### WRITTEN PROBLEM
Reproduce verbatim the stretch of the passage on Zero Dark Thirty from "Zero Dark Thirty works" through "bloody, politically-incorrect mess.".

### SOURCE TEXT
========
Zero Dark Thirty works as an action movie, writes Raja Sen.
Sometime after 9/11, seminal comic book artist (and frequent shock jock) Frank Miller announced the ultimate America-in-vengeance-mode comic book.
Tastelessly titled Holy Terror, Batman!, it was meant to be a tale of the Dark Knight taking on Osama Bin Laden, a bigger baddie even than The Joker.
Somewhere down the line Batman was booted from the equation and Miller went his way to create Holy Terror, an awful, awful comic that pretty much vilified Islam itself. The caped crusader would have been disgusted.
Zero Dark Thirty, directed by Kathryn Bigelow, is the sort of film Frank Miller would envision before he turned it into a bloody, politically-incorrect mess.
In it there is a determined young heroine (played by the increasingly ubiquitous Jessica Chastain, who features in virtually everything worth seeing) and she is an unflinching superheroine. Two parts Batman, two parts Maverick from Top Gun, with several pinches of gunpowder.
========
### DATA LINES

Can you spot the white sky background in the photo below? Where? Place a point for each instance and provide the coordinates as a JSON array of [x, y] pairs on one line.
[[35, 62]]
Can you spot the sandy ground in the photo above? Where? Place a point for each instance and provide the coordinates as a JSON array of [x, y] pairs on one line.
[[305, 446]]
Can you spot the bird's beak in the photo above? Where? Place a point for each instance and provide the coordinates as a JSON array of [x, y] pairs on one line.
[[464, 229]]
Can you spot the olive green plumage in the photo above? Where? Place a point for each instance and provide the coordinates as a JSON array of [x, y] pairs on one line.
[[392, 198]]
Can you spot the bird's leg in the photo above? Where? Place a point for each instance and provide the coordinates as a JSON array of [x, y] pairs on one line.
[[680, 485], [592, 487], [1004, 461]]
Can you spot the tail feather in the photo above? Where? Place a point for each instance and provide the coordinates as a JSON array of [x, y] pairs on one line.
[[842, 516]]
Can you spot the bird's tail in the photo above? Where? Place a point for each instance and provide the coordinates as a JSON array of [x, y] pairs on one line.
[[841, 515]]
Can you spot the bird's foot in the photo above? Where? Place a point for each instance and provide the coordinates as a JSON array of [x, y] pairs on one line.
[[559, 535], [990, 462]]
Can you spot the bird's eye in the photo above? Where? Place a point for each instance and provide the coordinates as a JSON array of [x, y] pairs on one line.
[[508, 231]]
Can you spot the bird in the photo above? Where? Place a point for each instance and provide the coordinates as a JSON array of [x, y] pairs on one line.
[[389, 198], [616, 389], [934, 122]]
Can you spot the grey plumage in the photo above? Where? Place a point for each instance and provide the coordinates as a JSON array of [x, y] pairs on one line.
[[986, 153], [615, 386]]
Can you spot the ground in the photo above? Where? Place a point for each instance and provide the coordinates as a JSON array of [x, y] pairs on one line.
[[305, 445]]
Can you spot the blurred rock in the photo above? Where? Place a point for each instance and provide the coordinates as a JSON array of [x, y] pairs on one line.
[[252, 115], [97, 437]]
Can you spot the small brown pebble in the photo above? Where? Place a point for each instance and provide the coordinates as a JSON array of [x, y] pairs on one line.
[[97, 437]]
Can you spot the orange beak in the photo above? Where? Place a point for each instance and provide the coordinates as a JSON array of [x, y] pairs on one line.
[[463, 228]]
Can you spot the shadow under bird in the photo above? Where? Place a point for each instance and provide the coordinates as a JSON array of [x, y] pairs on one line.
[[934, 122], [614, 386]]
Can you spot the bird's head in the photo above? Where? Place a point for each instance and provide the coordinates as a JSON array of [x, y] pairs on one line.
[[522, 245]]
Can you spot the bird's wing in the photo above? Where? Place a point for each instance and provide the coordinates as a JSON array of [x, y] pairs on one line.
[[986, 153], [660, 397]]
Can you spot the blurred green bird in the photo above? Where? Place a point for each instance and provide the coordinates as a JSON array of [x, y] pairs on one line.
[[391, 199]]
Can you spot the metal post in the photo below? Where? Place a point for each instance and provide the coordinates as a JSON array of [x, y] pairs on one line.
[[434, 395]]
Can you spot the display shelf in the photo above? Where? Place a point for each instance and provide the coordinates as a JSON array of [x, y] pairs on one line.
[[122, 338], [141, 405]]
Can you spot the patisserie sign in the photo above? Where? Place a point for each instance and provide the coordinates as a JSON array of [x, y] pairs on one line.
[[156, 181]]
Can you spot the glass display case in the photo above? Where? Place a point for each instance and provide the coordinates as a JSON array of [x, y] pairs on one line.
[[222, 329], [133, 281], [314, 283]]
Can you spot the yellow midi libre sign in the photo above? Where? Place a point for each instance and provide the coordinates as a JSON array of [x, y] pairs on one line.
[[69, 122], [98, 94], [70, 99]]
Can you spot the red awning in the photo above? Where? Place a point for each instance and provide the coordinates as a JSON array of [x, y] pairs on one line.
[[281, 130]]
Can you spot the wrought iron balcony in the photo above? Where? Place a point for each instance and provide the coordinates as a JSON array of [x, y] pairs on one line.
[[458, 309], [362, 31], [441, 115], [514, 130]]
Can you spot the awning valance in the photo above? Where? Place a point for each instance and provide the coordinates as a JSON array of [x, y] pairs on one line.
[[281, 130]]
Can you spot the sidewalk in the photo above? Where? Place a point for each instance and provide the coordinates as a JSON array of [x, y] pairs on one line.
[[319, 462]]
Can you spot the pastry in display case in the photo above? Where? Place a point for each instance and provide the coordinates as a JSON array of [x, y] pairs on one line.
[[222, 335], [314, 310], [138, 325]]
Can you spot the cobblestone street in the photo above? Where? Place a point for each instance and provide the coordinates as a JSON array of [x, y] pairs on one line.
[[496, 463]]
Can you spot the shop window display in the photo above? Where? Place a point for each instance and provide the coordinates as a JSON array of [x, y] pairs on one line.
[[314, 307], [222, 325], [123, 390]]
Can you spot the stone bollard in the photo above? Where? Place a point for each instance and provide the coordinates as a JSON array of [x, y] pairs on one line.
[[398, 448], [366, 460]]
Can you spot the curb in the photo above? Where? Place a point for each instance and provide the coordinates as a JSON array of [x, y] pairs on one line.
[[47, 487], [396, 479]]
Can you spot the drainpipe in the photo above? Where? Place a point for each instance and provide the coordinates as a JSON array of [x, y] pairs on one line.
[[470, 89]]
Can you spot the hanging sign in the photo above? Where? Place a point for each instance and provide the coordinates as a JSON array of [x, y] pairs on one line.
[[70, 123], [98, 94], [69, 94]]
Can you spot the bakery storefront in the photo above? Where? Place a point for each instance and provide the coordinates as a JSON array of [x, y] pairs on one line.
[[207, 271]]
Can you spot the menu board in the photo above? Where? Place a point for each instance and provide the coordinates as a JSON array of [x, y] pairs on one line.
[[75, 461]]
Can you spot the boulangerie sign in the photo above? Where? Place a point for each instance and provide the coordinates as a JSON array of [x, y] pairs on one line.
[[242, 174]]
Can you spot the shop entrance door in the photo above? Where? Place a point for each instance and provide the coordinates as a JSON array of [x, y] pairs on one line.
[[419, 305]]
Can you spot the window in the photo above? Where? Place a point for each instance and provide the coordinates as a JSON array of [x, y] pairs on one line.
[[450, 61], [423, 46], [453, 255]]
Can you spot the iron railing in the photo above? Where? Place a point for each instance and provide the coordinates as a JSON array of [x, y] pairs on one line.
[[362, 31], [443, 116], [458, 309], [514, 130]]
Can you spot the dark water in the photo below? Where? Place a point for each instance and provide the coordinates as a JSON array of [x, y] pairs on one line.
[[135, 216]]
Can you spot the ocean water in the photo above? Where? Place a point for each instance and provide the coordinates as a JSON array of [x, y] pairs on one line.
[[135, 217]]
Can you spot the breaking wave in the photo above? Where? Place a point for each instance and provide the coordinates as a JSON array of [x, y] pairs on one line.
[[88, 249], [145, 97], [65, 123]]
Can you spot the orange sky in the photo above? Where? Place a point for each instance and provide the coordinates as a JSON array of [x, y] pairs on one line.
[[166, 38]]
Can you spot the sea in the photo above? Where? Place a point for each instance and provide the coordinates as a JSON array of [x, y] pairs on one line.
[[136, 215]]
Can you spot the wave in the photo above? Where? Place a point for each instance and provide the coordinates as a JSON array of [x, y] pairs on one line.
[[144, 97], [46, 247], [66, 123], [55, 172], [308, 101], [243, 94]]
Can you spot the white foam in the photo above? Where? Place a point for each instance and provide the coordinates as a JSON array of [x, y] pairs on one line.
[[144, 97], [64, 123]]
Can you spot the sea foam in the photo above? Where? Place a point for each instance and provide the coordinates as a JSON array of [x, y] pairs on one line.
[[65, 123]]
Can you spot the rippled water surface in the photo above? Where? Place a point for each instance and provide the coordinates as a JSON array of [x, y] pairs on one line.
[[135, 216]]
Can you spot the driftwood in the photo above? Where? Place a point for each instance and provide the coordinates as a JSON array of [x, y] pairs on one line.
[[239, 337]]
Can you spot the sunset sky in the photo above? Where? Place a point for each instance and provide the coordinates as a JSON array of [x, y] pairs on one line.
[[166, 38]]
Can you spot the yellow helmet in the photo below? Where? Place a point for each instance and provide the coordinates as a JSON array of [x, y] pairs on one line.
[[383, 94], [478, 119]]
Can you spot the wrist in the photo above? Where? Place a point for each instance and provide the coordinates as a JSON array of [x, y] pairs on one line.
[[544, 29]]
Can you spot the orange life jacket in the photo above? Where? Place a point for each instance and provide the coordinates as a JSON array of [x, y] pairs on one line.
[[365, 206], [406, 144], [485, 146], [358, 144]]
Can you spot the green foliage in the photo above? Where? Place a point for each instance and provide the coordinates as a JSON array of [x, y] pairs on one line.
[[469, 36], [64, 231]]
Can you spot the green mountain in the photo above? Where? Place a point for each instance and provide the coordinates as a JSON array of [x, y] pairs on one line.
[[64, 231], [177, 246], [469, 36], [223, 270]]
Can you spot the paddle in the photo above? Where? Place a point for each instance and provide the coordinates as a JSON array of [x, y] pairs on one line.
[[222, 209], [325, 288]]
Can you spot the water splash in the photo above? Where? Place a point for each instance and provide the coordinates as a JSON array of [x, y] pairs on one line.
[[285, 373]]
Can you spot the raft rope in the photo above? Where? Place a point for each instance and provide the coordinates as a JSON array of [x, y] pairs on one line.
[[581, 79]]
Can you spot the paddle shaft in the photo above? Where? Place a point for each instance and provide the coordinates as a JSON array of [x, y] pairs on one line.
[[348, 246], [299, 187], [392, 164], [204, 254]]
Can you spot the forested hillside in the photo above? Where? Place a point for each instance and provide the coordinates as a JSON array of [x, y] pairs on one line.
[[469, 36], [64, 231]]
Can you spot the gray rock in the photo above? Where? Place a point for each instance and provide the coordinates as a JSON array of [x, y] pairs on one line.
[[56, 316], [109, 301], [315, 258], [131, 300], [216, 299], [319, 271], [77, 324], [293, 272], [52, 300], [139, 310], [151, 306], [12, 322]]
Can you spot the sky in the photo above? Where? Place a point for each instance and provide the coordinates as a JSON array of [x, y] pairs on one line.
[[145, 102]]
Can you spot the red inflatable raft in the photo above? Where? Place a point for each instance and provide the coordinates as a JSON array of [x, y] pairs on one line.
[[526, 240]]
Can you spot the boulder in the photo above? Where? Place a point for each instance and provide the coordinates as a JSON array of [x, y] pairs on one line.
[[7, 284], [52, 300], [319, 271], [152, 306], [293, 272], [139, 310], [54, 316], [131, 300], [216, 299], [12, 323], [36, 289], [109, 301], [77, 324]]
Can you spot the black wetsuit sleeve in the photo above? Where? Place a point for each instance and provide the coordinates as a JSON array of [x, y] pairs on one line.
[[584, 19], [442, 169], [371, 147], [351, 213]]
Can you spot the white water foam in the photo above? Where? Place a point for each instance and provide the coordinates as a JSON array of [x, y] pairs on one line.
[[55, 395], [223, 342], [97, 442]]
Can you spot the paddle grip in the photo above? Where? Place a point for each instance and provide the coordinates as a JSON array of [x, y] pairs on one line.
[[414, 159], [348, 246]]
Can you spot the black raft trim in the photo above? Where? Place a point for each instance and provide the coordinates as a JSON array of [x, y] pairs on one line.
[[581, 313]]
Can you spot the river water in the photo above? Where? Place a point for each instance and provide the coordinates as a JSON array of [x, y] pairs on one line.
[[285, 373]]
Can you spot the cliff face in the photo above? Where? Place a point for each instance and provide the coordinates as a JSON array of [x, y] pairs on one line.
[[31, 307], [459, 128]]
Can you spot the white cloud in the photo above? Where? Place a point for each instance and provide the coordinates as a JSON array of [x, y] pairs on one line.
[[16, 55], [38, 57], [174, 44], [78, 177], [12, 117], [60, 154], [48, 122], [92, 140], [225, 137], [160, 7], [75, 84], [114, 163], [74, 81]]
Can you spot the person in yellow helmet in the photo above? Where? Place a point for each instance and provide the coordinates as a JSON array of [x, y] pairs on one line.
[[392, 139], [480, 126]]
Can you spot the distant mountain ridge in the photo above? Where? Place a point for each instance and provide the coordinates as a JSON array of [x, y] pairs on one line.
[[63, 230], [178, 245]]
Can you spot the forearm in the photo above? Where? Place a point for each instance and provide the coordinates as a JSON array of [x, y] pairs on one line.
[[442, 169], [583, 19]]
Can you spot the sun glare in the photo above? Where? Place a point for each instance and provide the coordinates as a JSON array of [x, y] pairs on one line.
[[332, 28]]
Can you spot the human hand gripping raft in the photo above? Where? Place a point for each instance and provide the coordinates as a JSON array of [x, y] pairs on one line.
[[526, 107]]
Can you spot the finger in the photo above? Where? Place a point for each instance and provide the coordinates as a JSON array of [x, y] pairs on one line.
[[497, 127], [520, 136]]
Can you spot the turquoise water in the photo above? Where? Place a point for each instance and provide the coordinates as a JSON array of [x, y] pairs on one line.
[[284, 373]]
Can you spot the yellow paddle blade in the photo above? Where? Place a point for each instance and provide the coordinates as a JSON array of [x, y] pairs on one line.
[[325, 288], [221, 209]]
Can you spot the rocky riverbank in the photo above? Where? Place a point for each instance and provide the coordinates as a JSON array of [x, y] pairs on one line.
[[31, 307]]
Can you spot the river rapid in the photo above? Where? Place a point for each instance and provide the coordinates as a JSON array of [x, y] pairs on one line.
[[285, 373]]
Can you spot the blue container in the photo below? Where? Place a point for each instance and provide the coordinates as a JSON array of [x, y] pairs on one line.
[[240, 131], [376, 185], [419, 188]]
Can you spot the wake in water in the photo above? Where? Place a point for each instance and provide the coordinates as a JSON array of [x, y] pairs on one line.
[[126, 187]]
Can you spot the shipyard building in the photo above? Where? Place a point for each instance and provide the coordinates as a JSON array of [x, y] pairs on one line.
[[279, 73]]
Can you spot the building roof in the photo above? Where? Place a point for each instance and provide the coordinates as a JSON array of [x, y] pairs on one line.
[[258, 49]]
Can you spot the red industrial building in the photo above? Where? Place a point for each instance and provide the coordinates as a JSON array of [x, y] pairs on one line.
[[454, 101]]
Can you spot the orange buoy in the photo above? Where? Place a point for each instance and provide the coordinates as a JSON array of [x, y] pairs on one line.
========
### EXERCISE SOLUTION
Zero Dark Thirty works as an action movie, writes Raja Sen.
Sometime after 9/11, seminal comic book artist (and frequent shock jock) Frank Miller announced the ultimate America-in-vengeance-mode comic book.
Tastelessly titled Holy Terror, Batman!, it was meant to be a tale of the Dark Knight taking on Osama Bin Laden, a bigger baddie even than The Joker.
Somewhere down the line Batman was booted from the equation and Miller went his way to create Holy Terror, an awful, awful comic that pretty much vilified Islam itself. The caped crusader would have been disgusted.
Zero Dark Thirty, directed by Kathryn Bigelow, is the sort of film Frank Miller would envision before he turned it into a bloody, politically-incorrect mess.